§ Короткое задание 1
Сколько французских солдат следовало разместить в Венеции, если верить отрывку об истории Венецианской республики?

§ Текст для чтения
<<<<

Джон Норвич - История Венецианской республики
На пьяцце Сан-Марко следует установить «дерево свободы».
Необходимо учредить временный муниципалитет из 24 венецианцев, которых впоследствии заменят делегаты из городов terra firma, Истрии, Далмации и Леванта.
Нужно издать манифест, провозглашающий демократию и призывающий граждан избирать своих представителей.
Должностные атрибуты бывшего правительства должны быть сожжены под «деревом свободы», объявлена общая амнистия для всех осужденных за политические убеждения, провозглашена свобода печати с условием, что прошлое как отдельных личностей, так и правительства обсуждаться не должно.
В соборе Сан Марко надлежит провести благодарственные службы.
В Венеции следует разместить три тысячи французских солдат, которые возьмут под контроль Арсенал, крепость Сан-Андреа, Кьоджу и все стратегические объекты, какие генерал сочтет нужным.
Дворец дожей, монетный двор и другие важные здания следует передать под охрану гражданской гвардии.
Венецианский флот размещается в лагуне под совместным командованием французов и муниципалитета, сопредседателями которого становятся Манин и демократический лидер Андреа Спада.
Всех венецианских послов, находящихся за границей, следует заменить «демократами».

>>>>

§ Раздел данных

<<<<

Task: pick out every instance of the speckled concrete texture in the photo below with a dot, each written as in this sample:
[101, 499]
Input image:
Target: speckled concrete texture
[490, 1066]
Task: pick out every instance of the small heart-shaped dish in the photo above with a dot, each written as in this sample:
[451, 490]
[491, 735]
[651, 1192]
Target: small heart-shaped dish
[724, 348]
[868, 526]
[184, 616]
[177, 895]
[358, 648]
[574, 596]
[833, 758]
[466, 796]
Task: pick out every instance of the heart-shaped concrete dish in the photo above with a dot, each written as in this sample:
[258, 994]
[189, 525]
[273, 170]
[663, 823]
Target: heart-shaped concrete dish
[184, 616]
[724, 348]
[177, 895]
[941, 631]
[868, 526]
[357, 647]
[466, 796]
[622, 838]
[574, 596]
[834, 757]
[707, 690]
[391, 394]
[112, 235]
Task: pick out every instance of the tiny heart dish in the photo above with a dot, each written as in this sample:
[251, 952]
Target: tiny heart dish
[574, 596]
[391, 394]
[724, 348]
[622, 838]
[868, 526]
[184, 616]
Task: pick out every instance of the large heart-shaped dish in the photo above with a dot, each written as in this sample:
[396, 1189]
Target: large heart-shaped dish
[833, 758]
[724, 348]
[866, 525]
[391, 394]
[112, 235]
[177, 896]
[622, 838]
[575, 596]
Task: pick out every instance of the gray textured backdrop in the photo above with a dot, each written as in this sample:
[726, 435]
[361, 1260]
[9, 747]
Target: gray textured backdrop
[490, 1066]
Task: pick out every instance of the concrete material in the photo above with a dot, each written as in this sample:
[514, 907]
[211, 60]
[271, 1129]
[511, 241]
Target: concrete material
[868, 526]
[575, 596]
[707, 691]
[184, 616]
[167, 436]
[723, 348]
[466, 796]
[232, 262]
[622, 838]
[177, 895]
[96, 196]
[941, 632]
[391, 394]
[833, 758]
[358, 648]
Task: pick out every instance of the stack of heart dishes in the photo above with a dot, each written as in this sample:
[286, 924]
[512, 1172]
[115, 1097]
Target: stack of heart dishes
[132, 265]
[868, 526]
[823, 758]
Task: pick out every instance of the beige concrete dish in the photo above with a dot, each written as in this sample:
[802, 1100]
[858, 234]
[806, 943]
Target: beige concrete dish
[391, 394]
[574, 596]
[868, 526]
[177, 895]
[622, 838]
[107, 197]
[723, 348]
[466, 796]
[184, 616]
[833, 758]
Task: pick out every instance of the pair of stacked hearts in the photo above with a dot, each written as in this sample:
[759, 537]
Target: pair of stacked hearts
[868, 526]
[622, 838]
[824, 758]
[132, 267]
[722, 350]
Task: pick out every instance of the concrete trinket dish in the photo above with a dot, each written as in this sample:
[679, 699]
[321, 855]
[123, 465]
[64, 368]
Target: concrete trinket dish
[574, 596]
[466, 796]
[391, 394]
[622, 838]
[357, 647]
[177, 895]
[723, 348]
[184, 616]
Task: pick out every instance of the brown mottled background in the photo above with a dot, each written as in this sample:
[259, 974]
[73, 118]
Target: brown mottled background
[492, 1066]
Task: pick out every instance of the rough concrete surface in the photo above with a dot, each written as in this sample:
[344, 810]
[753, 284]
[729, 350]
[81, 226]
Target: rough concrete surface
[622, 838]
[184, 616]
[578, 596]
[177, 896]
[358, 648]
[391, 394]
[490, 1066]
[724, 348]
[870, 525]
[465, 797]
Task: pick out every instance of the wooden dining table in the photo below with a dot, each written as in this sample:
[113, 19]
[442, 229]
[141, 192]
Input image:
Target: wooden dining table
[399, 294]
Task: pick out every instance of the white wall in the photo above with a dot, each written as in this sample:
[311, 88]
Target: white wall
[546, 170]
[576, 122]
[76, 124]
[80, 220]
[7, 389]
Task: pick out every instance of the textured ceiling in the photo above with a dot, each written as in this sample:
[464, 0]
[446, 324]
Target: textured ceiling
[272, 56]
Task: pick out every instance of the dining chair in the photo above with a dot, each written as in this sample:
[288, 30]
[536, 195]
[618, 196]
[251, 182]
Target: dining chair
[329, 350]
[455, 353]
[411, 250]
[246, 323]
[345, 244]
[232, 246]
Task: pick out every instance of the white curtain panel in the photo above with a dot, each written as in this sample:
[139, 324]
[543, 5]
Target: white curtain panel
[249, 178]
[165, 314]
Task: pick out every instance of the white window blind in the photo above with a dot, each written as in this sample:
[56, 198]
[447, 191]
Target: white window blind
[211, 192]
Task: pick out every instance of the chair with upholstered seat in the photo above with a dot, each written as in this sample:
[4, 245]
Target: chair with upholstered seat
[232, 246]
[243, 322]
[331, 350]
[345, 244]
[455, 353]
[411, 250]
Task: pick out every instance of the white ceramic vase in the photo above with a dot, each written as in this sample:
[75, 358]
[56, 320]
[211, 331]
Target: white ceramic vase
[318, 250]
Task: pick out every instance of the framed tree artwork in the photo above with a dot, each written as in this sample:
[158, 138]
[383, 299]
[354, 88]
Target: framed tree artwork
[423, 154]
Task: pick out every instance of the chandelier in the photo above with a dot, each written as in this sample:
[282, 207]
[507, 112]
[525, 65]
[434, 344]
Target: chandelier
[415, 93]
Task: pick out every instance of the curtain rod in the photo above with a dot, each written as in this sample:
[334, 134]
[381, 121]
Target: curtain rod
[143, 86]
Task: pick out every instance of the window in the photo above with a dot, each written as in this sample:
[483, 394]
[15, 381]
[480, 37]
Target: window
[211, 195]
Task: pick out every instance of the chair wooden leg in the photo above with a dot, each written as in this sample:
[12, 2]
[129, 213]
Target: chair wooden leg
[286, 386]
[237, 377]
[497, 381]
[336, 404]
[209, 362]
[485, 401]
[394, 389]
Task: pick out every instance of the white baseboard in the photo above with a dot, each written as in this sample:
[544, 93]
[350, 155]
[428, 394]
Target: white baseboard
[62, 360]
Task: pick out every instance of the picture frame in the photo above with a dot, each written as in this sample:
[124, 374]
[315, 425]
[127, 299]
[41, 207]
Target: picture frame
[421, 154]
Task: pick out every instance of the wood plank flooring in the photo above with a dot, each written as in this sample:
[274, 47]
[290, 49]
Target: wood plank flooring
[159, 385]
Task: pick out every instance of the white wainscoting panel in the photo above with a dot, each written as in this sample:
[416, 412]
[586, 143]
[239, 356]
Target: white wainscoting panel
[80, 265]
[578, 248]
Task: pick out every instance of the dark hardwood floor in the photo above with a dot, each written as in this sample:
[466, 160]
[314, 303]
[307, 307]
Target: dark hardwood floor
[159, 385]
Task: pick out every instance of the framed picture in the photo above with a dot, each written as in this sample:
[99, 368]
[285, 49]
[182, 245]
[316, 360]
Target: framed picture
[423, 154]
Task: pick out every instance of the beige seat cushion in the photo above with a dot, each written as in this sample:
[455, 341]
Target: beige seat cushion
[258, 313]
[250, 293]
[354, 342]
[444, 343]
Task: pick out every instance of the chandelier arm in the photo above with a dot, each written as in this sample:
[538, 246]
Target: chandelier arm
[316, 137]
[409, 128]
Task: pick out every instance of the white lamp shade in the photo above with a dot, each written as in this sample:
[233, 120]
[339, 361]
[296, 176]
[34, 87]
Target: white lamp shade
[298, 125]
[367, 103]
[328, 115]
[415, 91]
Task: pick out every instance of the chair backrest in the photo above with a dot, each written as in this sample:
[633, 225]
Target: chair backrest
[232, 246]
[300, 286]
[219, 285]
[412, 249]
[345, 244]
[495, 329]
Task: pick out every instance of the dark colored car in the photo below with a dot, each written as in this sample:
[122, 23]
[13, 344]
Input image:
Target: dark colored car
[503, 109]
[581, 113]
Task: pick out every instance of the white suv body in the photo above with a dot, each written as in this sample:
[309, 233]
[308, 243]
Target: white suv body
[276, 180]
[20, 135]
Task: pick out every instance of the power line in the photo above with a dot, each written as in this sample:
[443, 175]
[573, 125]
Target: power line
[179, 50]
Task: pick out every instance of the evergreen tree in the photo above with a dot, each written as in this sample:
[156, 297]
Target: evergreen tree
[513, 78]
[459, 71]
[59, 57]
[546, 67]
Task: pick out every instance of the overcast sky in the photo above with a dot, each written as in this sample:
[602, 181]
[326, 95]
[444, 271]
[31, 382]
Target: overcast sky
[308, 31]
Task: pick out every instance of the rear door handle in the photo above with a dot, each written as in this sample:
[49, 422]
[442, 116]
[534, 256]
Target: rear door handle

>>>>

§ Короткое задание 2
Перепишите без изменений часть листинга от строки, содержащей «Task: pick out every instance of the white lamp», до конца листинга, включая обе границы.

§ Решение задачи 1
Три тысячи.

§ Решение задачи 2
Task: pick out every instance of the white lamp shade in the photo above with a dot, each written as in this sample:
[233, 120]
[339, 361]
[296, 176]
[34, 87]
Target: white lamp shade
[298, 125]
[367, 103]
[328, 115]
[415, 91]
Task: pick out every instance of the chair backrest in the photo above with a dot, each written as in this sample:
[633, 225]
Target: chair backrest
[232, 246]
[300, 286]
[219, 285]
[412, 249]
[345, 244]
[495, 329]
Task: pick out every instance of the dark colored car in the photo below with a dot, each written as in this sample:
[122, 23]
[13, 344]
Input image:
Target: dark colored car
[503, 109]
[581, 113]
Task: pick out every instance of the white suv body in the photo above with a dot, each written as in this sample:
[309, 233]
[308, 243]
Target: white suv body
[276, 180]
[20, 135]
Task: pick out every instance of the power line in the photo above with a dot, each written as in this sample:
[443, 175]
[573, 125]
Target: power line
[179, 50]
Task: pick out every instance of the evergreen tree in the photo above with a dot, each written as in this sample:
[156, 297]
Target: evergreen tree
[513, 78]
[459, 71]
[59, 57]
[546, 67]
Task: pick out every instance of the overcast sky in the photo above with a dot, each written as in this sample:
[602, 181]
[326, 95]
[444, 271]
[31, 382]
Target: overcast sky
[308, 31]
Task: pick out every instance of the rear door handle in the photo above with a dot, each written as in this sample:
[49, 422]
[442, 116]
[534, 256]
Target: rear door handle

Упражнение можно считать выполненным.